◆ **WHAT THE TASK ASKS**
Examine the entries and show every line in which the word "background" is found.

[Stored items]

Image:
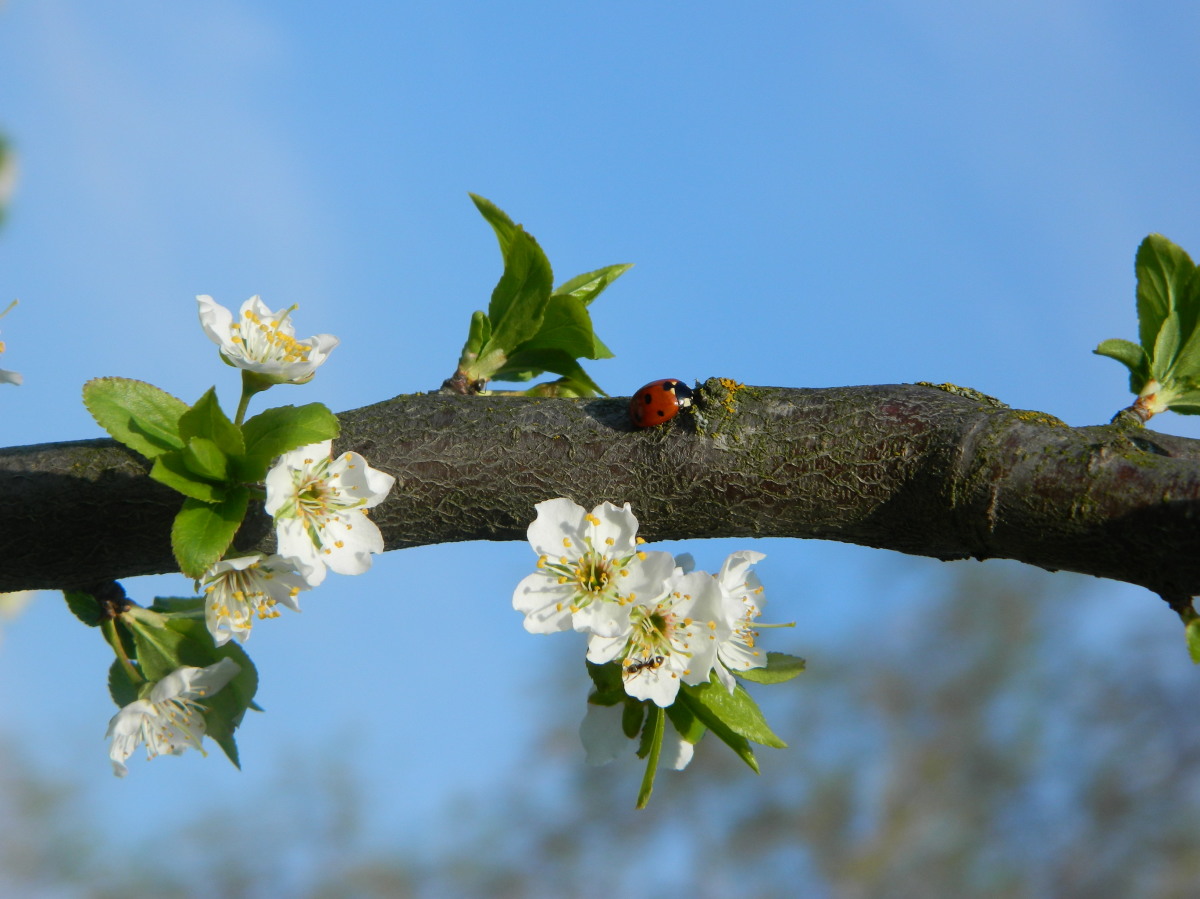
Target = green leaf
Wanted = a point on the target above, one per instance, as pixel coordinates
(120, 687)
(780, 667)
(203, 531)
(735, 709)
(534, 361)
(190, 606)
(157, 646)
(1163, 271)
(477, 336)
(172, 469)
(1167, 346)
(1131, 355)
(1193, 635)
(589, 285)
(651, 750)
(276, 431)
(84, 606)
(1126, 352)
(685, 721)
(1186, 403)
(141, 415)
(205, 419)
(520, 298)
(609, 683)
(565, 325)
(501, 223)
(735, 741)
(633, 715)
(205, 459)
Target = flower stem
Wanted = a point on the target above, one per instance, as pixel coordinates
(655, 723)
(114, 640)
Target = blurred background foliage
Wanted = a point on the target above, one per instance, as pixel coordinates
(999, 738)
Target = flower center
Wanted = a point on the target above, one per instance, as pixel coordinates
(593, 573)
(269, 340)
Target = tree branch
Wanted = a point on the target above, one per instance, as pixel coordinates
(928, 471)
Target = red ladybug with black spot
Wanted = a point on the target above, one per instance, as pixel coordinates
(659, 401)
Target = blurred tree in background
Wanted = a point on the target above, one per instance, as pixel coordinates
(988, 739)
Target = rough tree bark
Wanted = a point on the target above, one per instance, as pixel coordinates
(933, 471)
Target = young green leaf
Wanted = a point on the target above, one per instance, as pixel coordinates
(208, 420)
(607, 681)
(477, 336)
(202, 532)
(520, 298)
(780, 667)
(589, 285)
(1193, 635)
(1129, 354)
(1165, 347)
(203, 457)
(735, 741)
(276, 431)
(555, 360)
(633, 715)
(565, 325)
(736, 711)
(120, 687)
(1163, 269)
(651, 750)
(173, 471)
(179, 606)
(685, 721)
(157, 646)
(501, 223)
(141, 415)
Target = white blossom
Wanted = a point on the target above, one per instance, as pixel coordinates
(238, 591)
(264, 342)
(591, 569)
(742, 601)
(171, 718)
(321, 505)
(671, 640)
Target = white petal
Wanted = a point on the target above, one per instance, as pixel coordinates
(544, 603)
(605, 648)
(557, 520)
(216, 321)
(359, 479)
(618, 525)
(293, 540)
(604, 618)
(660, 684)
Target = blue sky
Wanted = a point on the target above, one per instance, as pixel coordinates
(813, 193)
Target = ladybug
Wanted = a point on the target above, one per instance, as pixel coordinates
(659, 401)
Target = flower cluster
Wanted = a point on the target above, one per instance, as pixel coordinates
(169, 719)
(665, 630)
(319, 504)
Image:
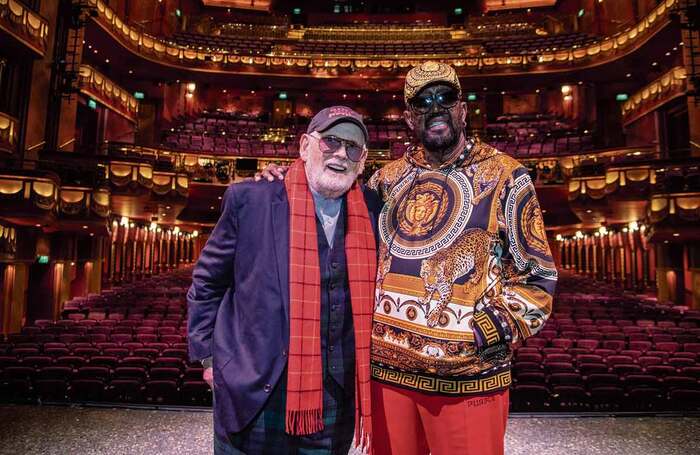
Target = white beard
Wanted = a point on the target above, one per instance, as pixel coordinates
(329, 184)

◆ **SOLVED EXERCISE**
Target = blurred background foliage
Target = blurred tree in background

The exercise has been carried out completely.